**Problem details:** Please reproduce the full listing exactly, with nothing added.

═════ Material for this task ═════

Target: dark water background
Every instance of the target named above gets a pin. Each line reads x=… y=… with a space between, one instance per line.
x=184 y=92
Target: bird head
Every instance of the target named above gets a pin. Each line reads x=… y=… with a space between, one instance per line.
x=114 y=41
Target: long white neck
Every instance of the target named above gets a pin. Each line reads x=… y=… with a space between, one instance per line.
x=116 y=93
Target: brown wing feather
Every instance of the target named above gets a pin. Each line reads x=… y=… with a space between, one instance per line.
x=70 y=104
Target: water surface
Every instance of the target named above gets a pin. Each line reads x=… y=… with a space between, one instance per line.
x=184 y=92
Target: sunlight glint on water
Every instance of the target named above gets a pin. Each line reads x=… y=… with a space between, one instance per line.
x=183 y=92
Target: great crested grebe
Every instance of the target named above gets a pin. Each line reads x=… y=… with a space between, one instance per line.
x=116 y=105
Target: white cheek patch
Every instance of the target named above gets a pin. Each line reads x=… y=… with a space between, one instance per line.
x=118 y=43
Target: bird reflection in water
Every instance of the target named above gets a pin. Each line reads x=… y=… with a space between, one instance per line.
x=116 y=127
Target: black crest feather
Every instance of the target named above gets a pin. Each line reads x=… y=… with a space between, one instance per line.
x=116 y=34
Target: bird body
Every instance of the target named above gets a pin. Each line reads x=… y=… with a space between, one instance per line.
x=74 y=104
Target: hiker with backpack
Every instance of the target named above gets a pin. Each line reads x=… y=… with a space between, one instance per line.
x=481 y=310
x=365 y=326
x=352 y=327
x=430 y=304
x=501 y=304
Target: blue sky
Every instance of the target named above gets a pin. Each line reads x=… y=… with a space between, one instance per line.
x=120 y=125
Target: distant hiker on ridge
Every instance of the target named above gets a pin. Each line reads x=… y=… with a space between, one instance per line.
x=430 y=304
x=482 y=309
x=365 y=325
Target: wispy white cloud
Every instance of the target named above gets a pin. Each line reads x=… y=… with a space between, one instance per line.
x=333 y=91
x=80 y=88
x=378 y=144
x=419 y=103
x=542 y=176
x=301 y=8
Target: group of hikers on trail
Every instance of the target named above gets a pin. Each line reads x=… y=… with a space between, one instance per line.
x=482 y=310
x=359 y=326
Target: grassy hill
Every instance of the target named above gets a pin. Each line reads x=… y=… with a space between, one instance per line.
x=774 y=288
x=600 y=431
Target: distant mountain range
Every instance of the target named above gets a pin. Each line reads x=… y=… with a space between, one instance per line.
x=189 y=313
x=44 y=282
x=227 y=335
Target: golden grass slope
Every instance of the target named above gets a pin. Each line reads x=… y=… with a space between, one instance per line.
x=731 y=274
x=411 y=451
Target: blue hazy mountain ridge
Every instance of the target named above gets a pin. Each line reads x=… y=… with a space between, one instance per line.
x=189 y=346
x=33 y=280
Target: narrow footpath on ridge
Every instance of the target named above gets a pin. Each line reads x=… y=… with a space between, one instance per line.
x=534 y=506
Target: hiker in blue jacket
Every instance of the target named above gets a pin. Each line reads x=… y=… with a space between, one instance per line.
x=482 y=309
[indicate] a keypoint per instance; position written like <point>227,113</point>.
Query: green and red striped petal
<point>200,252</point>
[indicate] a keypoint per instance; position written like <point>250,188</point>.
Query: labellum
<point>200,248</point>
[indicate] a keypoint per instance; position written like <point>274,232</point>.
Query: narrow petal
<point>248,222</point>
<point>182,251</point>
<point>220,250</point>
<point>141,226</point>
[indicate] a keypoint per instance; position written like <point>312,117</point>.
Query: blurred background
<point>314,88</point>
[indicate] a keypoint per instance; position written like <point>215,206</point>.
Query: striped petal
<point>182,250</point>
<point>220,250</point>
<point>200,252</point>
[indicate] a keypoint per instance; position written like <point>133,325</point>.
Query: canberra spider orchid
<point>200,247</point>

═════

**Answer for the task:**
Target: dark water background
Every instance of the target named above gets a pin. Each line reads x=… y=… with a space between, one instance per line.
x=184 y=92
Target: bird head
Every instance of the target named above gets a pin. Each line reads x=… y=… with a space between, one instance per line.
x=114 y=41
Target: long white neck
Every instance of the target named above gets a pin. Each line reads x=… y=… with a space between, one instance per line.
x=116 y=93
Target: brown wing feather
Every instance of the target named above gets a pin. Each line reads x=… y=… with a space between, one instance per line.
x=70 y=104
Target: water surface
Every instance of the target named above gets a pin. Each line reads x=… y=… with a space between, one instance per line.
x=184 y=92
Target: sunlight glint on water
Every instance of the target named above gets a pin. Each line reads x=… y=… with a space between, one instance per line.
x=183 y=92
Target: great crested grebe
Every instance of the target named above gets a pin. Each line reads x=… y=… with a space between, one instance per line.
x=116 y=105
Target: white cheek patch
Every instance of the target named above gets a pin. Each line reads x=… y=… with a space between, one instance per line.
x=118 y=43
Target: bird reflection in water
Every instance of the target named above gets a pin. Each line reads x=… y=… with a space between, one instance per line.
x=116 y=127
Target: black crest feather
Every instance of the target named above gets a pin. Each line reads x=… y=… with a space between, one instance per line.
x=116 y=34
Target: bird body
Every instance of the target named above gets a pin. Each line reads x=… y=… with a space between, one instance per line.
x=74 y=104
Target: hiker with backpack
Every instance of the target named above gets a pin. Each line reads x=… y=… with a space between, one instance per line.
x=481 y=310
x=365 y=326
x=352 y=327
x=430 y=304
x=501 y=304
Target: blue sky
Every instance of the target named above gets a pin. Each line reads x=… y=… with a space between, one instance per line.
x=120 y=125
Target: distant hiker on ridge
Every instance of the target named above gets a pin. Each line reads x=… y=… with a space between, one instance per line.
x=430 y=304
x=482 y=309
x=365 y=325
Target: wispy white cloud
Every instance of the target named above gets a pin. Each line reads x=… y=… with a space between, one instance per line.
x=333 y=91
x=80 y=88
x=378 y=144
x=419 y=103
x=542 y=176
x=301 y=8
Target: group of hikers on trail
Every instance of the target named above gets a pin. Each line reads x=… y=… with a space between, one instance per line.
x=482 y=310
x=359 y=326
Target: grassy hill
Every instance of the target named above gets a pin. Each line reads x=… y=… with a space between, one instance per line.
x=774 y=288
x=600 y=431
Target: distant mountain range
Every instance of the target named above gets a pin. Each line reads x=… y=… with a space between, one instance per line.
x=189 y=313
x=44 y=282
x=227 y=335
Target: golden grass slope
Every instance of the target named above gets a pin. Each line reads x=… y=… with a space between, one instance per line.
x=731 y=274
x=411 y=451
Target: blue hazy mountain ridge
Every instance of the target named above gets a pin. Each line reads x=… y=… with a space between, one instance per line.
x=189 y=346
x=33 y=280
Target: narrow footpath on ridge
Every instance of the target named above gets a pin. Each line reads x=… y=… with a space between, one instance per line.
x=534 y=506
Target: hiker in blue jacket
Every instance of the target named above gets a pin. Each line reads x=… y=… with a space between, one instance per line.
x=482 y=309
[indicate] a keypoint per instance; position written like <point>227,113</point>.
Query: green and red striped petal
<point>200,252</point>
[indicate] a keypoint per instance; position written like <point>250,188</point>.
Query: labellum
<point>200,248</point>
[indicate] a keypoint per instance; position written like <point>274,232</point>.
Query: narrow petal
<point>248,222</point>
<point>182,251</point>
<point>220,250</point>
<point>141,226</point>
[indicate] a keypoint per instance; position written like <point>312,117</point>.
Query: blurred background
<point>314,88</point>
[indicate] a keypoint per instance; position written like <point>215,206</point>.
Query: striped petal
<point>182,250</point>
<point>220,250</point>
<point>200,252</point>
[indicate] a keypoint per instance; position written like <point>133,325</point>.
Query: canberra spider orchid
<point>200,247</point>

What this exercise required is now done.